Ihre Aufgabe:
Setzen Sie den Kommentar über den Streit zwischen SPD und GAL um den Volksentscheid fort. Beginnen Sie direkt nach seinem letzten Satz.

Kommentar: Alle fürs Volk
■ Die SPD hat die GAL reingelegt. Aber brauchen wir wirklich mehr Demokratie?
Man darf der SPD gratulieren: Der Volksentscheids-Antrag als Gewissensfrage einzelner Abgeordneter ist eine gelungene Inszenierung geworden. Der GAL wurde signalisiert, daß die SPD-Führung Schlimmeres – einen Fraktionsantrag – verhindert hat. Und dennoch liegt ein Gesetzesvorschlag auf dem Tisch.
Wie es nun weitergehen soll, ist jedoch rätselhaft. Die Koalition hat sich in eine ausweglose Lage hineinmanövriert. Ohne Gesichtsverlust kann keine Seite mehr aus dem Konflikt herauskommen. Beiden Parteien ist es bitterernst mit ihren Überzeugungen zum künftigen Umgang mit dem Volke.

Angezeigte Angaben:
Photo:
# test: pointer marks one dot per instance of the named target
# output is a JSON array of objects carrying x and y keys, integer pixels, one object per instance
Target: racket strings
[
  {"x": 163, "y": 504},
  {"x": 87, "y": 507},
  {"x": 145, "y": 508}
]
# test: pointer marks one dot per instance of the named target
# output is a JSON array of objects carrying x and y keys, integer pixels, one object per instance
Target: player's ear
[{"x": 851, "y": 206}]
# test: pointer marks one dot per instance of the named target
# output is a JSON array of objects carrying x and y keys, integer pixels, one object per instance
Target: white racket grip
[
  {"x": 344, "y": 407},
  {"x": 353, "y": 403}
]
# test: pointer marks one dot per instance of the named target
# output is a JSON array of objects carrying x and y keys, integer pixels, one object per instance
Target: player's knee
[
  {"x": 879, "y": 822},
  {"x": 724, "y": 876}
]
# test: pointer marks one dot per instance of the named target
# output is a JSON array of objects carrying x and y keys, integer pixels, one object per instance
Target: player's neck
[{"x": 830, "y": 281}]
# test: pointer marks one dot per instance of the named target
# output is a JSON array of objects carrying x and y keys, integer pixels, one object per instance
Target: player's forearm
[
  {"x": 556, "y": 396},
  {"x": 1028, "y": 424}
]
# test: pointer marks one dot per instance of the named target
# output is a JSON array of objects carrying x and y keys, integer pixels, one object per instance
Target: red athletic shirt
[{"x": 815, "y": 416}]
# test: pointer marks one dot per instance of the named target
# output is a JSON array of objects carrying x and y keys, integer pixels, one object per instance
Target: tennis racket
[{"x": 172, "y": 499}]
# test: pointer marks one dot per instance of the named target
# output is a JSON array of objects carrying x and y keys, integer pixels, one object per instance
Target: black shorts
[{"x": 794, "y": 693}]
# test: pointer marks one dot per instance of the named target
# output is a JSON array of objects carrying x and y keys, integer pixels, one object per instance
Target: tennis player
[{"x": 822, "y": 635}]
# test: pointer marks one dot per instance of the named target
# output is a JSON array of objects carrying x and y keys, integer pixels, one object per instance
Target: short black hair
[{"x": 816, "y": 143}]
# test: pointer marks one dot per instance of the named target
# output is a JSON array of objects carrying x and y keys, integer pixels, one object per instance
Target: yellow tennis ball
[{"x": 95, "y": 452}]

Antwort:
So sehr man die GAL auch dafür bedauern möchte, daß sie erneut von den machterfahrenen Genossen brüskiert und vorgeführt wird, so sehr muß man auch fragen, wie ernsthaft sich die Grünen mit dem Vorhaben auseinandergesetzt haben. Gutgläubig vertraut die GAL darauf, daß Volkes Wille schon das richtige sein wird. Ist das etwa historisch begründet?
Die Mindestbeteiligung für die Volksgesetzgebung abzuschaffen, birgt unbestreitbar Gefahren. Ein paar hundert Unterschriften würden dann reichen, um die Unterbringung von Flüchtlingen wie in Flottbek und Harburg, Fixerstuben wie in Eimsbüttel oder ein schwules Seniorenprojekt wie in Hummelsbüttel zu verhindern.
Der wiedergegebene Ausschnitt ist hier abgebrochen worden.